## Start

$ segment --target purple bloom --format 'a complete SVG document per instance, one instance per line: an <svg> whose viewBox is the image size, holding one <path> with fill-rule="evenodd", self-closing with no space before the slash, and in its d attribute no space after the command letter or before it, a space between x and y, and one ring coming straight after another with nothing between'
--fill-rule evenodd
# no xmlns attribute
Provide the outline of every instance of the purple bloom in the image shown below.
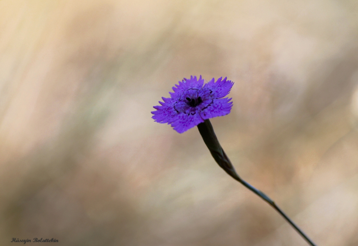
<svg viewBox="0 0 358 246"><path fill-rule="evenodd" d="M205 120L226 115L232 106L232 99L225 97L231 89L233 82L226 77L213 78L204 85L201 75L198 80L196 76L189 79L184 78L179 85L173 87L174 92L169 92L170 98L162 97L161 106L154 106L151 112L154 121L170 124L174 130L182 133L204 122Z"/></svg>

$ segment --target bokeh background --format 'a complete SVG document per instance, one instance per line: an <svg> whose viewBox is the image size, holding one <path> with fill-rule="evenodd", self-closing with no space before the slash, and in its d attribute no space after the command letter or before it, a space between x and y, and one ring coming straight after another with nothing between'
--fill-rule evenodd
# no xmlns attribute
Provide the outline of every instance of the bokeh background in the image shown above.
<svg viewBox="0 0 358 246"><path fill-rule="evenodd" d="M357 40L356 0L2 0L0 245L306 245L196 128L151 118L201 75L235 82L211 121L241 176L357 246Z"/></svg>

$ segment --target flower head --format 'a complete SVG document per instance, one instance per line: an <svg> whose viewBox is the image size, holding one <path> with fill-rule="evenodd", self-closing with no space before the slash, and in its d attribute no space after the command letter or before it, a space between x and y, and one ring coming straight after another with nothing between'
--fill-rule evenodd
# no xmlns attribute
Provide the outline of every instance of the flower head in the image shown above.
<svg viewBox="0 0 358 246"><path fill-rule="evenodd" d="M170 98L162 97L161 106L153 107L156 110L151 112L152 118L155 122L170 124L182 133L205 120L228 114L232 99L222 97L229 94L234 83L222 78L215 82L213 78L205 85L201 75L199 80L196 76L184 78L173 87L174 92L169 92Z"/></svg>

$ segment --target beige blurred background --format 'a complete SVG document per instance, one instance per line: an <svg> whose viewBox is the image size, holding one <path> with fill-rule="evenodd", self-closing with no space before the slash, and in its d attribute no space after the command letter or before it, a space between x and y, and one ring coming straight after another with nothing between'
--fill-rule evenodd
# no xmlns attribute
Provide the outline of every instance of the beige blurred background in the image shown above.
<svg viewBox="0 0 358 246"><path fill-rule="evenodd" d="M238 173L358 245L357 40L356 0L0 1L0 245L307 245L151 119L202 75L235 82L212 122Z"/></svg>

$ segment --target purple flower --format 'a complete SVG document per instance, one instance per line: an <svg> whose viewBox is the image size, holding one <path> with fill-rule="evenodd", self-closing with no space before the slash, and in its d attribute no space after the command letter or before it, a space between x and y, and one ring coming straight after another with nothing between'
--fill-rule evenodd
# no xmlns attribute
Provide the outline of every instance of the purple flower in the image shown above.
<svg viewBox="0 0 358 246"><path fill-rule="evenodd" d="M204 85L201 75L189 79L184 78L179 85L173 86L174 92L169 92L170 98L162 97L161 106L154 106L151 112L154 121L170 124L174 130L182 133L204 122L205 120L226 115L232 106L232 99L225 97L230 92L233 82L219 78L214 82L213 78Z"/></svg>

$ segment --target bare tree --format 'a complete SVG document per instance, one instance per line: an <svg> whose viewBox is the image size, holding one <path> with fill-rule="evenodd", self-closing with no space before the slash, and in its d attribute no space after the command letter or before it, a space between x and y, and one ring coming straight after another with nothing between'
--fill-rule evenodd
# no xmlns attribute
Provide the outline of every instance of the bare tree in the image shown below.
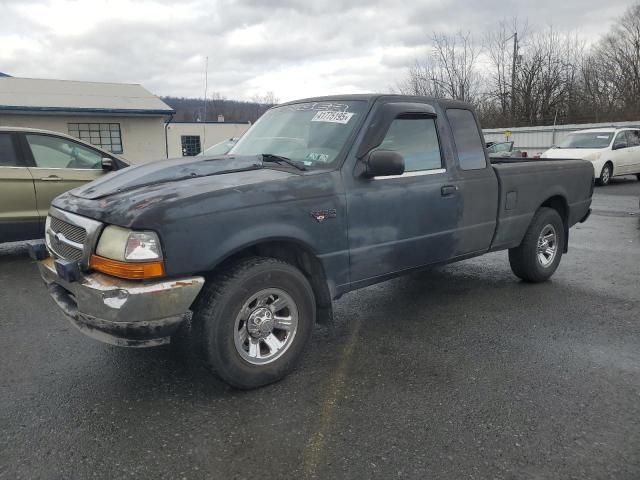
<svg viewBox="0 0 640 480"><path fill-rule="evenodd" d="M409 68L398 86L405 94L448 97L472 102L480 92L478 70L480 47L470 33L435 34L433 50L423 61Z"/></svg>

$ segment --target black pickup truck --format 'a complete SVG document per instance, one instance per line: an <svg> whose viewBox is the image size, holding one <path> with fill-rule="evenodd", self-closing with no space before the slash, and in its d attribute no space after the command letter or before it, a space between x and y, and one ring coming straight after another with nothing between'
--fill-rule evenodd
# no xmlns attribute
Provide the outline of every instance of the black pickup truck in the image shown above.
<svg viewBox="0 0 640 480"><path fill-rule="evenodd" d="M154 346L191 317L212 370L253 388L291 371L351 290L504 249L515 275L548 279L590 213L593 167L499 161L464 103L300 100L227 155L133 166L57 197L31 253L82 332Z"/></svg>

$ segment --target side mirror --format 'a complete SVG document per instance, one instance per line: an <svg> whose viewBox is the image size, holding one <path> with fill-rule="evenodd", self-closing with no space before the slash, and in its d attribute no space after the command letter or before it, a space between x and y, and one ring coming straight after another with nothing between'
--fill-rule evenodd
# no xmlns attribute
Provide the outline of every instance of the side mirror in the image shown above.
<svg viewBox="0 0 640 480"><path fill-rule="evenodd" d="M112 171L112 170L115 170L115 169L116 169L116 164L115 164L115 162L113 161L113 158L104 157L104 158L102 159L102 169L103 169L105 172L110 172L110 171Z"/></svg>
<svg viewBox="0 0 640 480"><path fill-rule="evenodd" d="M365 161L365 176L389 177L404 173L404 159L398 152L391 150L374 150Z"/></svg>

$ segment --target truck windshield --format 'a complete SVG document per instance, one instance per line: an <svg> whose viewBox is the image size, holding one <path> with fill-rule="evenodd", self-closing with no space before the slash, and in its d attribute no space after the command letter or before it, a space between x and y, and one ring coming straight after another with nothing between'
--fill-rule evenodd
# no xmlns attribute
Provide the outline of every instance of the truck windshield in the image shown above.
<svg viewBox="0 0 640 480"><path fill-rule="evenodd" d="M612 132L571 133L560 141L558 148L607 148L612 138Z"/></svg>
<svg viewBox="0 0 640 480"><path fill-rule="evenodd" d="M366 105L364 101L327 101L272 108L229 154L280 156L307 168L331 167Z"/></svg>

## End
## Start

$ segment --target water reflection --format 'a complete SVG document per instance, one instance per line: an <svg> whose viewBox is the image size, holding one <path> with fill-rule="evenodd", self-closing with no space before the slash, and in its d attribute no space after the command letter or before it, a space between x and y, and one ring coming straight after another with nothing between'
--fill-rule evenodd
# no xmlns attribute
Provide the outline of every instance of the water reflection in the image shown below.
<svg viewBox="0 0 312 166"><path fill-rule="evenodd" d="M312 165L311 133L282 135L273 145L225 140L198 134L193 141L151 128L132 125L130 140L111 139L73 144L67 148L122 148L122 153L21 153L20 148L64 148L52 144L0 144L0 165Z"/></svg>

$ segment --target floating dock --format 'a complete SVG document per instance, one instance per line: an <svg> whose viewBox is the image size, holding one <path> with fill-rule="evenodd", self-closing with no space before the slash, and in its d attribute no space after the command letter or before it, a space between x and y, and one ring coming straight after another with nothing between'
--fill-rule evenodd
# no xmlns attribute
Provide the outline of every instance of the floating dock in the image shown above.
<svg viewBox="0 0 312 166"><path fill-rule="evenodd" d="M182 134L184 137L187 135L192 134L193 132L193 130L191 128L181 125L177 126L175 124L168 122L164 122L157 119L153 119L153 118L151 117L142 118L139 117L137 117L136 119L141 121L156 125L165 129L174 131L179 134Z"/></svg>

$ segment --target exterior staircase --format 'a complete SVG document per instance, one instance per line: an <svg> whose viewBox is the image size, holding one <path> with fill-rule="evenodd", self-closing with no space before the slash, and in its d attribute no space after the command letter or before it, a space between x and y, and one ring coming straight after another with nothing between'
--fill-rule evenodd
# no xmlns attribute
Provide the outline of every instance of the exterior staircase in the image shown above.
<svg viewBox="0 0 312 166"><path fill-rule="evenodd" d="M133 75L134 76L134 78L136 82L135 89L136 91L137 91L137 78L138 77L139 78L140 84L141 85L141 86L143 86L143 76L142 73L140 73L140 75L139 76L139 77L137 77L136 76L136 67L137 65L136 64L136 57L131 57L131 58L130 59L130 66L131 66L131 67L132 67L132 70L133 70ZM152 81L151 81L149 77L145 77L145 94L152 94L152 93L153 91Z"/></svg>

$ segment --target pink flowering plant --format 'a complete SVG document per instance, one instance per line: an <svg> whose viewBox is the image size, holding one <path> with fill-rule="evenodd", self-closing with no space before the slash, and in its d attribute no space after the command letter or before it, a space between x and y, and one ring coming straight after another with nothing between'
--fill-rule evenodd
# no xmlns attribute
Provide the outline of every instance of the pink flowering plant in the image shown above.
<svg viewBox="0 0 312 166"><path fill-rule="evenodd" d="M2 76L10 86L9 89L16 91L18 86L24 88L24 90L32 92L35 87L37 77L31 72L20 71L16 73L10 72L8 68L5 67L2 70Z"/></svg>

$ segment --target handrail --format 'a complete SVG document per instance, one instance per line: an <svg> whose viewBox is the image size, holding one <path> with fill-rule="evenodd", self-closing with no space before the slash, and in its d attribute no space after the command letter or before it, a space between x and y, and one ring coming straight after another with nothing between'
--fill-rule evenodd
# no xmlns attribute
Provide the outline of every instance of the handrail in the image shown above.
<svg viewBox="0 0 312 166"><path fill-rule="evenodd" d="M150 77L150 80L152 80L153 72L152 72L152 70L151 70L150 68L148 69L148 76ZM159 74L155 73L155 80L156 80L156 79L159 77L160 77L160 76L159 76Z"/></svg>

## End
## Start

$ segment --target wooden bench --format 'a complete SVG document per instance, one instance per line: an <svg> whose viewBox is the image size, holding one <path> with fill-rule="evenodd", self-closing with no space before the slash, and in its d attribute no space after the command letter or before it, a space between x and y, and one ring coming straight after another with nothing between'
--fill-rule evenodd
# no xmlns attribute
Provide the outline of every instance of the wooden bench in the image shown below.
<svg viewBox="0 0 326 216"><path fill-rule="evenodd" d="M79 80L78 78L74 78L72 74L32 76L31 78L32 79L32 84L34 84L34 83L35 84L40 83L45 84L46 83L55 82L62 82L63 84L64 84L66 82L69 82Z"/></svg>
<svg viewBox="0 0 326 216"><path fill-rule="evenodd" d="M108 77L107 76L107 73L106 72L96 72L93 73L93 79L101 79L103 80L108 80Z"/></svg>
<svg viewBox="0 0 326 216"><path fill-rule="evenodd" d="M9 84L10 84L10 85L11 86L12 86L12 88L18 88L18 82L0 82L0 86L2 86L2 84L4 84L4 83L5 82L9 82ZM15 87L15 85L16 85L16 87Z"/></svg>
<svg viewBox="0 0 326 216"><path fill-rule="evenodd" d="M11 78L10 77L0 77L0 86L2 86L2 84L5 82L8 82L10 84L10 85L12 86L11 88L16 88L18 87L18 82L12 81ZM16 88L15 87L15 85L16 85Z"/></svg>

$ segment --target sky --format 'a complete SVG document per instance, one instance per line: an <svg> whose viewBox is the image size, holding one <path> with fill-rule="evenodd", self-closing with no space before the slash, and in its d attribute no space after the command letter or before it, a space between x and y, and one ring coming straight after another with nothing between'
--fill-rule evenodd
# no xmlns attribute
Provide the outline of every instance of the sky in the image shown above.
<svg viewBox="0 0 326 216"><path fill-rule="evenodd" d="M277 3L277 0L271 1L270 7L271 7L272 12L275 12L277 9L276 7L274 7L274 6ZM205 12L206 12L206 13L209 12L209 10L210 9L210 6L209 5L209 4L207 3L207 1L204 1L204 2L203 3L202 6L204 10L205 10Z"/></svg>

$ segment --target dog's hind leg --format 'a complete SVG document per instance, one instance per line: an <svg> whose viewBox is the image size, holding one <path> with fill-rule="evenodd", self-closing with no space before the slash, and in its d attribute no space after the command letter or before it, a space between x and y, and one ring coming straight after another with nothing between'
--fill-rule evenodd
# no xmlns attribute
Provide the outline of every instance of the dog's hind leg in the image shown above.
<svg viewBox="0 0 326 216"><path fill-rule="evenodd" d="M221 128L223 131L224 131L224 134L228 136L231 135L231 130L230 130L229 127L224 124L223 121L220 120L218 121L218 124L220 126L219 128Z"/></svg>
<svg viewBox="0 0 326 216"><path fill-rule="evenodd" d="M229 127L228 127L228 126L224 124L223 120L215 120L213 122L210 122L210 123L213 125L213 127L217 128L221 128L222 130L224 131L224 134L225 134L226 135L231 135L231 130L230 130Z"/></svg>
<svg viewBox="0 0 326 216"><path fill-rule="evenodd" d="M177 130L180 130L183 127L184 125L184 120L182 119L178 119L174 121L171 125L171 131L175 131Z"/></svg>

## End

**What is expected:** Copy verbatim the lines of the records starting at the line that contains "segment --target exterior" and ending at the line that contains "76L10 86L9 89L16", both included.

**Solution:**
$ segment --target exterior staircase --format 'a complete SVG document per instance, one instance per line: an <svg> whose viewBox is the image size, holding one <path> with fill-rule="evenodd", self-closing with no space before the slash, and in its d attribute no space after the command letter or before it, a space between x and y, and one ring coming straight after another with nothing between'
--fill-rule evenodd
# no xmlns attribute
Provide the outline of every instance of the exterior staircase in the image shown above.
<svg viewBox="0 0 312 166"><path fill-rule="evenodd" d="M133 75L134 76L134 78L136 82L135 89L136 91L137 91L137 78L138 77L139 78L140 84L141 85L141 86L143 86L143 76L142 73L140 73L140 75L139 76L139 77L137 77L136 76L136 67L137 65L136 64L136 57L131 57L131 58L130 59L130 66L131 66L131 67L132 67L132 70L133 70ZM152 81L151 81L149 77L145 77L145 94L152 94L152 93L153 91Z"/></svg>

$ segment --target pink flowering plant --format 'a complete SVG document per instance, one instance per line: an <svg> whose viewBox is the image size, holding one <path> with fill-rule="evenodd", self-closing with no space before the slash, and in its d attribute no space after the command letter or before it, a space between x and y, and one ring coming straight after another with nothing between'
--fill-rule evenodd
# no xmlns attribute
Provide the outline of every instance of the pink flowering plant in the image shown above.
<svg viewBox="0 0 312 166"><path fill-rule="evenodd" d="M2 76L10 86L9 89L16 91L18 86L24 88L24 90L32 92L35 87L37 77L31 72L20 71L16 73L10 72L8 68L5 67L2 70Z"/></svg>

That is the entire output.